* [The problem]
From the ghtrack CLI text below, output the passage that begins with the words containing "--rate-limit Enables rate" and ends with "or 'closed' [default: closed].". Copy it character for character.

* [Given text]
···
Automate getting tracking commits, prs, reviews, and issues for group of GitHub users in repos from one organization.
There are two things you need to get started with the ghtrack CLI. From now on called CLI or ght
.
First, you need to get a developer, or admin account, for your GitHub
ID. Register, it's free. When you do, you can then create an access token in order to use the GitHub APIs v3 (or later).
Second, you need to setup your environment. See that section for details. However, note also that you can either setup your local machine with Python3 and the dependencies.
You can also use one of my published images, or best, the latest one here: docker.io/drmax/ghtrack:latest
. And then run the image locally and start an interactive BASH session with:
docker run -it docker.io/drmax/ghtrack:latest /bin/bash
Once you have an access token for your Github account, make sure to copy and keep it safe.
You will need to use this access token while invoking the CLI. You can either pass the key with each invocation, via an environment variable, or adding it to a file.
-
Pass it locally using the
--access-token <GitHub access token here>
, without the '<>' -
When using an environment variable, just set it as follows:
export GH_ACCESS_TOKEN=<GitHub access token here>
- Alternatively, you can create a
.ghtrack.yml
file and add the key in there. Thenght
will find the credentials for you automatically.
Create your ./.ghtrack.yml
file with a command as follows or with your favorite editor:
cat > .ghtrack.yml <<EOF
gh_access_token: <GitHub access token here>
EOF
WARNING needless to say that you should not share, nor checkin to GitHub, nor make public any access token or any credentials data.
The following is a brief user guide for the ght
CLI. You can see an abreviated version of this user guide by running ght --help
➜ ghtrack git:(master) ./ght -h
GitHub track
Usage:
ght commits MONTH ORG [options]
ght prs MONTH ORG [options]
ght reviews MONTH ORG [options]
ght issues MONTH ORG [options]
ght stats MONTH ORG [options]
ght (-h | --help)
ght (-v | --version)
Options:
--verbose Show all output.
--commits Collect commits stats.
--prs Collect PRs stats.
--reviews Collect reviews stats.
--issues Collect issues stats.
--summarize Summarize collected stats.
--rate-limit Enables rate limiting (default or speficy --rt-* options).
--rate-limit-random Enables rate limiting by randomly picking max and sleep value with default or --rl-* values as ceilings.
--rl-max=100 Max number of API calls before sleeping [default: 100].
--rl-sleep=30m Time to sleep once max API calls reach, e.g., 30m, 1h for 30 mins, 1 hour [default: 30m].
-s --state=closed State one of 'open' or 'closed' [default: closed].
--users=user1,user2,... List of GitHub user IDs to track.
--all-repos Track all repositories in GitHub organization.
--repos=repo1,repo2,... List of repositories in GitHub organization to track.
···
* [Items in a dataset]
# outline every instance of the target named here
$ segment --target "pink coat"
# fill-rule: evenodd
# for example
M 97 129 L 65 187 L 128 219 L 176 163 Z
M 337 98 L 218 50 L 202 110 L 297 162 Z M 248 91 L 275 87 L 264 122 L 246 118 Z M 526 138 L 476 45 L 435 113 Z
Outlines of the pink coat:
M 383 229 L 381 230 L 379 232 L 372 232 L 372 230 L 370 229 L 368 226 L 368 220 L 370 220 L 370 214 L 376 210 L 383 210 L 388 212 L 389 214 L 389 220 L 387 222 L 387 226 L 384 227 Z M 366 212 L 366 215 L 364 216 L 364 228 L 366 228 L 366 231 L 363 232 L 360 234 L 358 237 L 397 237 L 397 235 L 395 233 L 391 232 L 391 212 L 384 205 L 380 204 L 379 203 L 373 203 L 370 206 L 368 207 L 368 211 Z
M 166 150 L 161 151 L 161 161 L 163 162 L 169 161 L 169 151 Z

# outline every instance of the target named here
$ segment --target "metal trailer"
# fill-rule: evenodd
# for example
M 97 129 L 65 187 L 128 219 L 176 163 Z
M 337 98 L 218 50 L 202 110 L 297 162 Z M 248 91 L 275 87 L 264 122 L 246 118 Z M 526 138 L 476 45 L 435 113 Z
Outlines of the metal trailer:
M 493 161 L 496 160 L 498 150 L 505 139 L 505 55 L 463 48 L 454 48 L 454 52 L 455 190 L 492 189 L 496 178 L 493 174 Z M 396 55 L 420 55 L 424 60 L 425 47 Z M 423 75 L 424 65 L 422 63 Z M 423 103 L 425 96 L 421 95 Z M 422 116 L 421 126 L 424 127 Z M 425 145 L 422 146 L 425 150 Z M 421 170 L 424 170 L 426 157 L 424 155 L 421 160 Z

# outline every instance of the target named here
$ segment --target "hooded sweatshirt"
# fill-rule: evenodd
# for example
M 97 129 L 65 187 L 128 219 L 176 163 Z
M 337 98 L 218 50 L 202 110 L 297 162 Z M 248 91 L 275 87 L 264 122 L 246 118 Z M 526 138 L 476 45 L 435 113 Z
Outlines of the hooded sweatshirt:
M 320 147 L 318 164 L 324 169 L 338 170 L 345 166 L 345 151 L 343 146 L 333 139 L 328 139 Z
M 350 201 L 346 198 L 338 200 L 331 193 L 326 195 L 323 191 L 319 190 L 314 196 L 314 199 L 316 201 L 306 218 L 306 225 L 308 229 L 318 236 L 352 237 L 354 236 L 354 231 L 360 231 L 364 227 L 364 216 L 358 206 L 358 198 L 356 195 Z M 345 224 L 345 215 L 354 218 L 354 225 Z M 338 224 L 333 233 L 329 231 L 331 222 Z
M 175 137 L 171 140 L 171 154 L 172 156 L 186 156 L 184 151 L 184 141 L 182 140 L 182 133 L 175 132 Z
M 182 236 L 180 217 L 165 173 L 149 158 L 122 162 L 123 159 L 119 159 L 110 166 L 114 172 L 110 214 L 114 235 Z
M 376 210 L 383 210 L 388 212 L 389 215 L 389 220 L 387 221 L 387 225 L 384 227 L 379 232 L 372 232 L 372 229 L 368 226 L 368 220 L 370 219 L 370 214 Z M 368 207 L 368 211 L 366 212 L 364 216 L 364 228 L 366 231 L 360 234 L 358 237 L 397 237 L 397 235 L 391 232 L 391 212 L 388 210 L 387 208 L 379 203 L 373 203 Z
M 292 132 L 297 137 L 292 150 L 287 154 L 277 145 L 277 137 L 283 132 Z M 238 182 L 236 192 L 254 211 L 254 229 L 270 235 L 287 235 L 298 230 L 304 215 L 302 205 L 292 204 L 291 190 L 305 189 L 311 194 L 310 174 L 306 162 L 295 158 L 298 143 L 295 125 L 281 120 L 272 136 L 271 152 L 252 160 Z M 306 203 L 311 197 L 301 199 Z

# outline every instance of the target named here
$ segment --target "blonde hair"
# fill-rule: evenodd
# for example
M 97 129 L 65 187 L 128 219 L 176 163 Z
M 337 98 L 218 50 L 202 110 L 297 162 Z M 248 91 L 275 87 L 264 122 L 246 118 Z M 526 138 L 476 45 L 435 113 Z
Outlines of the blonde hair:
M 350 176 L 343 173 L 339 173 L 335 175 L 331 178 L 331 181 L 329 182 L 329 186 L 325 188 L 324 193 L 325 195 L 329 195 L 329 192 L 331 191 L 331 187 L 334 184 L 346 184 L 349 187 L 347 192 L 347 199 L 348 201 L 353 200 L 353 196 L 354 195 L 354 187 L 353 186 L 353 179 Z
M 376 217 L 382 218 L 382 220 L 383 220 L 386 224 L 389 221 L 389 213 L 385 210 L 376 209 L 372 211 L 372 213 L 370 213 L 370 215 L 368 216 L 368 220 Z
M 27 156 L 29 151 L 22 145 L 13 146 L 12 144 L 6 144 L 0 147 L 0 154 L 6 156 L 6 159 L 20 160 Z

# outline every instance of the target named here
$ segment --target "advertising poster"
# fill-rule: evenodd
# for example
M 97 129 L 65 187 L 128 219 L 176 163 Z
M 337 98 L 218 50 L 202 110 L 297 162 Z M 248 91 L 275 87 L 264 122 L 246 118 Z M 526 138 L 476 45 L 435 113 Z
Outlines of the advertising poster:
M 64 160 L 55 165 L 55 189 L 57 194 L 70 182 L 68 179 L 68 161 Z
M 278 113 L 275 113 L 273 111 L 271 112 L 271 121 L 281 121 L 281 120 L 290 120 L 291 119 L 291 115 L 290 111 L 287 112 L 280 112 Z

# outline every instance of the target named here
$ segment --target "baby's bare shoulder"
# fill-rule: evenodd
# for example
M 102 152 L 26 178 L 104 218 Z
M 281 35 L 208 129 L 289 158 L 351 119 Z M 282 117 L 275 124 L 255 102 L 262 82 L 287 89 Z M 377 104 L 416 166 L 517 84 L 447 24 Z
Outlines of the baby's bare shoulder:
···
* [Written reply]
--rate-limit Enables rate limiting (default or speficy --rt-* options).
--rate-limit-random Enables rate limiting by randomly picking max and sleep value with default or --rl-* values as ceilings.
--rl-max=100 Max number of API calls before sleeping [default: 100].
--rl-sleep=30m Time to sleep once max API calls reach, e.g., 30m, 1h for 30 mins, 1 hour [default: 30m].
-s --state=closed State one of 'open' or 'closed' [default: closed].